Image point grounding data:
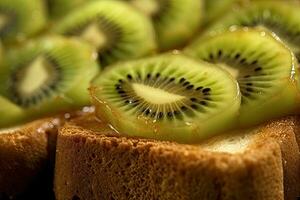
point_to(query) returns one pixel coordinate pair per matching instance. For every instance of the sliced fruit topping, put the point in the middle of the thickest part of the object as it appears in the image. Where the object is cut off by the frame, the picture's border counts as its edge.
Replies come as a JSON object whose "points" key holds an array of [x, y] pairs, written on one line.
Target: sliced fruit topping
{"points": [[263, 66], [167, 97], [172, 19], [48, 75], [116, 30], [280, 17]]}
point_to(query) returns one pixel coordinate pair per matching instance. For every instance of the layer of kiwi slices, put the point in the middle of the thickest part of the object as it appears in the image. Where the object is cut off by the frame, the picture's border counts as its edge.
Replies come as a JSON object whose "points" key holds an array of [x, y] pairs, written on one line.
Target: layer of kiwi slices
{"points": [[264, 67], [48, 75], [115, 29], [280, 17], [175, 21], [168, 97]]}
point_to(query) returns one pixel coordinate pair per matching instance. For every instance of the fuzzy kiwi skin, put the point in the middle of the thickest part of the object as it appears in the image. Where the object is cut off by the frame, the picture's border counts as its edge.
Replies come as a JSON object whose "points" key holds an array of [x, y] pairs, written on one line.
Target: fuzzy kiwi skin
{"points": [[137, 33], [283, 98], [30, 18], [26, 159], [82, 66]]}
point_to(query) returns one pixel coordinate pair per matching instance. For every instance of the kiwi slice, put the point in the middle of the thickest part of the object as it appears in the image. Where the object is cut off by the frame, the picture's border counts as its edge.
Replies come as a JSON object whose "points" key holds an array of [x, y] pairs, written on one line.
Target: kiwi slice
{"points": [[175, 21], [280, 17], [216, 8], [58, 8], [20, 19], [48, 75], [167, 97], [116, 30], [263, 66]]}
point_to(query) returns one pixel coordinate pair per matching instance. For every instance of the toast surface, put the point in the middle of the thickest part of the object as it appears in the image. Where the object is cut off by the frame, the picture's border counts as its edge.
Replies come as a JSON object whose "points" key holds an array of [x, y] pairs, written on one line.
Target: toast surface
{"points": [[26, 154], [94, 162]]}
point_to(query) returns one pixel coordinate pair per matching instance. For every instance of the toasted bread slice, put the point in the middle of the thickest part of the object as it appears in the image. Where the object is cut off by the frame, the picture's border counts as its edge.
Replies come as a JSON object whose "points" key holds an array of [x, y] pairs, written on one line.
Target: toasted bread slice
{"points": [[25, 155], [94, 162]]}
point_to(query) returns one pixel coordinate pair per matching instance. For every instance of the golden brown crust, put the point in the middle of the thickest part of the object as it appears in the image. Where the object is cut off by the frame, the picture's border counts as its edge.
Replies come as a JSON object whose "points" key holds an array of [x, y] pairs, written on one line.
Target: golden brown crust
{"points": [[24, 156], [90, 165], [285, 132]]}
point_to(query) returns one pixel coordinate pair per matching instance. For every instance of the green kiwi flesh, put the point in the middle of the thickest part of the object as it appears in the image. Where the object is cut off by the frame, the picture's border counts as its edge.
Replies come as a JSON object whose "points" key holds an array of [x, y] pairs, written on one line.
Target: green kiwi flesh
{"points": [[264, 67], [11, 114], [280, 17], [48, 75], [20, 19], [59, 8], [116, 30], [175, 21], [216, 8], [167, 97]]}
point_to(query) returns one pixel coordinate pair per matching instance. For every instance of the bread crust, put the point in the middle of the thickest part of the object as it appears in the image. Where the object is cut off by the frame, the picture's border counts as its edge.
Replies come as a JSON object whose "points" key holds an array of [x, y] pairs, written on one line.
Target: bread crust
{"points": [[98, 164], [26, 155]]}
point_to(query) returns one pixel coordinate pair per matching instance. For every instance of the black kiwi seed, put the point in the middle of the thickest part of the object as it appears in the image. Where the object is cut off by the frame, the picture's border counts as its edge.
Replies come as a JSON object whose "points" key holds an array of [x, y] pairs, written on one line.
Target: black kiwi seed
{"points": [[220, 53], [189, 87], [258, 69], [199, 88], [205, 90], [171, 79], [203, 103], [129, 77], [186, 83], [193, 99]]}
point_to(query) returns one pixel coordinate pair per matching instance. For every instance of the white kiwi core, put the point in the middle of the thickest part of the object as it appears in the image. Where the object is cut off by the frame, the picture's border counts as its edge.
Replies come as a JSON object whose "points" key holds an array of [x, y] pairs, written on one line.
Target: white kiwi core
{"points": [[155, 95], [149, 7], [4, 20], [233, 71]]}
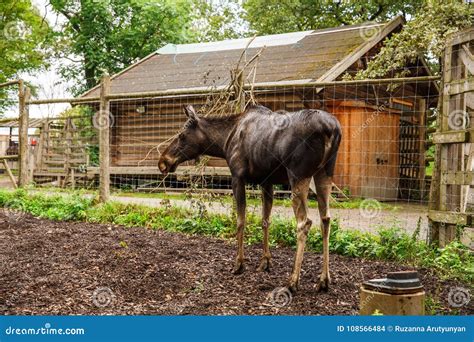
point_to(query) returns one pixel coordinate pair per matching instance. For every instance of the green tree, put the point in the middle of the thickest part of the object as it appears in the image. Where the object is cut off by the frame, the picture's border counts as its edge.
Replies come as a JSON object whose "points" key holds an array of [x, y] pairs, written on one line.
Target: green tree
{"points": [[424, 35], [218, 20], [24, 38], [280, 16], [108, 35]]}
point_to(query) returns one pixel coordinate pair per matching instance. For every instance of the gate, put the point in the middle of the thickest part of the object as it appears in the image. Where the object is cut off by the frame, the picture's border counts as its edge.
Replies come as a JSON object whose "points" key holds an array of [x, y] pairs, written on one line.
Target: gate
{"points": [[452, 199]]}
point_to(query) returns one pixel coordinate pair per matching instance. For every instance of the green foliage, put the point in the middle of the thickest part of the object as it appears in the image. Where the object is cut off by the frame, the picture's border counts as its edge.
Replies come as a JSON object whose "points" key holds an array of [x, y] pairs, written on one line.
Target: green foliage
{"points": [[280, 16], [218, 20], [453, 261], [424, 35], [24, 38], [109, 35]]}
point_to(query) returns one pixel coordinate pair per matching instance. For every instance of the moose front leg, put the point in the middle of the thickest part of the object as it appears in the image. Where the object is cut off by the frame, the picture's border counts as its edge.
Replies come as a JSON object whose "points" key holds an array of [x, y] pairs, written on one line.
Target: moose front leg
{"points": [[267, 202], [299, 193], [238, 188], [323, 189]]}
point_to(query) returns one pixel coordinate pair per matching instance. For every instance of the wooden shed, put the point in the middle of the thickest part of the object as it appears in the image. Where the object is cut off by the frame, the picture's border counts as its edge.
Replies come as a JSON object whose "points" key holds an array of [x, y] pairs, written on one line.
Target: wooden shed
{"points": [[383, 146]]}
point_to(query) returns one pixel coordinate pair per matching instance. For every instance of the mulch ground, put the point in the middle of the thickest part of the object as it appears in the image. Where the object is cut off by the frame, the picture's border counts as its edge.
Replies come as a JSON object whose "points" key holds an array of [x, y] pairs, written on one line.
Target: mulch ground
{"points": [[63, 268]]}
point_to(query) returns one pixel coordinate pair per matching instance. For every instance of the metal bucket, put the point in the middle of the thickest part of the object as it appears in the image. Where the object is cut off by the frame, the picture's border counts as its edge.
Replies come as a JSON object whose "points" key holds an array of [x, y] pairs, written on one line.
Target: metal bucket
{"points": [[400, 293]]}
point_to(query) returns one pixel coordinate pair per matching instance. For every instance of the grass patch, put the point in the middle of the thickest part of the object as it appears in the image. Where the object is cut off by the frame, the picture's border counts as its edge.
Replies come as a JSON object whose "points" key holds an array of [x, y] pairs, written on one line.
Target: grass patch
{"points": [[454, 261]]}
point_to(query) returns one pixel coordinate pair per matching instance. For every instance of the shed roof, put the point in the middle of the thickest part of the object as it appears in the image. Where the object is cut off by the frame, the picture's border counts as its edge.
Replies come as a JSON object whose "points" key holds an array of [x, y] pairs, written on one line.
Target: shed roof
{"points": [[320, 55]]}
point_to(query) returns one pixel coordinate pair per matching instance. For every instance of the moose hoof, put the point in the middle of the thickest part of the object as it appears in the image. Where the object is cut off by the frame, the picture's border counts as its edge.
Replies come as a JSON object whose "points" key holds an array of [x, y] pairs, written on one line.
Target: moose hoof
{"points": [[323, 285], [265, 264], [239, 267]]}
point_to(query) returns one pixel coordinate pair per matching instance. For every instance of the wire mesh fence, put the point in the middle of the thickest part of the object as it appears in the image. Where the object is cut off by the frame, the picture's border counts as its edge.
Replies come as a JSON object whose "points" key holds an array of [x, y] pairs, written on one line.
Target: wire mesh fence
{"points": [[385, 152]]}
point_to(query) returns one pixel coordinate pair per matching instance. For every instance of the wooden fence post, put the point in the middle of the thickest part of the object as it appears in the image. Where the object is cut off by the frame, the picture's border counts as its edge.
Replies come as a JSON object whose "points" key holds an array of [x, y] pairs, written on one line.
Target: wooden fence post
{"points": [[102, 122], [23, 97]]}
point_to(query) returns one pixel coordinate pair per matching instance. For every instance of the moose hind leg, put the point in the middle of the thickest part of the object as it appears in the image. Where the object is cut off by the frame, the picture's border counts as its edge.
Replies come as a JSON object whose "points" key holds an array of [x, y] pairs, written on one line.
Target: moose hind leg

AIM OF THE EXERCISE: The required output is every line above from the one with "Target: grass patch" down to the one with "moose hoof, put", restated word for word, ends included.

SOLUTION TO THIS PROBLEM:
Target: grass patch
{"points": [[454, 261]]}
point_to(query) returns one pixel coordinate pair per matching instance. For every instance of the shed roof, put the point in the middle of the thickest part of the object as it appears in the image. Where the object is cut off by the frame, the picture's border counts as its edge.
Replies come as a JSON object whose "points" key holds an array of [x, y] pairs, written on one line.
Target: shed roof
{"points": [[320, 55]]}
point_to(query) returns one pixel coordinate pair per matching instance. For every instance of the moose hoof, put the point in the middle of the thickest part of the object as it appears in the image. Where the object is cut off by the frame, the picture's border counts as its edge.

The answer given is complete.